EXTRACT TO READ »
|---|
Elections 2012: A Lollapalooza of Lies

Thomas Adcock

 

Lies have been with us Homo Sapiens since back when Jesus wore sandals, as my Grandpa Ben used to say. They are as ancient as sand and rocks and caves. I can imagine Neanderthals of the Pleistocene era lying about exactly who among the hairy-backed knuckle-scrapers first figured out that roots dug up from the earth ought to be cooked prior to consumption.

 

Since there is no science in the matter, I would offer my subjective view that politics, money, and sex constitutes the holy trinity of untruth. And since the long and deceitful presidential election campaign is still ringing in our minds—like an especially annoying car alarm—let us consider the political arena.

 

Not for the first time in the history of American presidential contests, crass calumniation was at center-stage in this year’s production of the quadrennial spectacle.
|---|
WHAT YOU NEED TO DO »
a – In the essay on the 2012 elections, what does the writer compare the presidential campaign still ringing in our minds to?
b – List the three things that the essay on the 2012 elections says make up the "holy trinity of untruth".

RAW DATA »
|---|
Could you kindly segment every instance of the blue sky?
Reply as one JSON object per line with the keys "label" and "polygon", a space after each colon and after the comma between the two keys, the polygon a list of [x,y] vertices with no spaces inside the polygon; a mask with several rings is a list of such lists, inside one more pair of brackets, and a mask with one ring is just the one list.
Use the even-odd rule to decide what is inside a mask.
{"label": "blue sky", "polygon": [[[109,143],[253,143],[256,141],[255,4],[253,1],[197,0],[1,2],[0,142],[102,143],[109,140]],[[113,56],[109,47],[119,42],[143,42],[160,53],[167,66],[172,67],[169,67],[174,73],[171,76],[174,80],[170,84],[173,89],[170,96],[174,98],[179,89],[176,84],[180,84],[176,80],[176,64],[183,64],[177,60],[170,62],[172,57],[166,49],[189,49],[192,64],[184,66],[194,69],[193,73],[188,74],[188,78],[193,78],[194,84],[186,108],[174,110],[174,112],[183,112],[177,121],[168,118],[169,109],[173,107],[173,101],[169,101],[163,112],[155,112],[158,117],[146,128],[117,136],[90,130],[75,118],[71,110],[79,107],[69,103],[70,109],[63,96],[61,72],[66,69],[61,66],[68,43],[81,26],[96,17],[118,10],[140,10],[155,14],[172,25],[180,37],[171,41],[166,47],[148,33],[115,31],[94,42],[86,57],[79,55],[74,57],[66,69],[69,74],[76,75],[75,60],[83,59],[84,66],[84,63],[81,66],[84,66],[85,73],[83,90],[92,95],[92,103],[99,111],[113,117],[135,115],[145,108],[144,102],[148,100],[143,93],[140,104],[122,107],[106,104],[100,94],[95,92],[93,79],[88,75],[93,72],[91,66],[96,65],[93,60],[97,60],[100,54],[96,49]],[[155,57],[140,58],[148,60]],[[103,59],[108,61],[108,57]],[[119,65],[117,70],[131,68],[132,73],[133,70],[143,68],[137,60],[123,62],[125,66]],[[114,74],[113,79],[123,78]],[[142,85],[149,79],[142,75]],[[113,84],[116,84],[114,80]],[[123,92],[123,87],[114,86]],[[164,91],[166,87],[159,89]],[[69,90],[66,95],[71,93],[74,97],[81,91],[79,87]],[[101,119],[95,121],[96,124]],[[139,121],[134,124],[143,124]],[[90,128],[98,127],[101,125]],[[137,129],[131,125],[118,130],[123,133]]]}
|---|
THE SOLUTIONS »
a – An especially annoying car alarm.

b – Politics, money, and sex.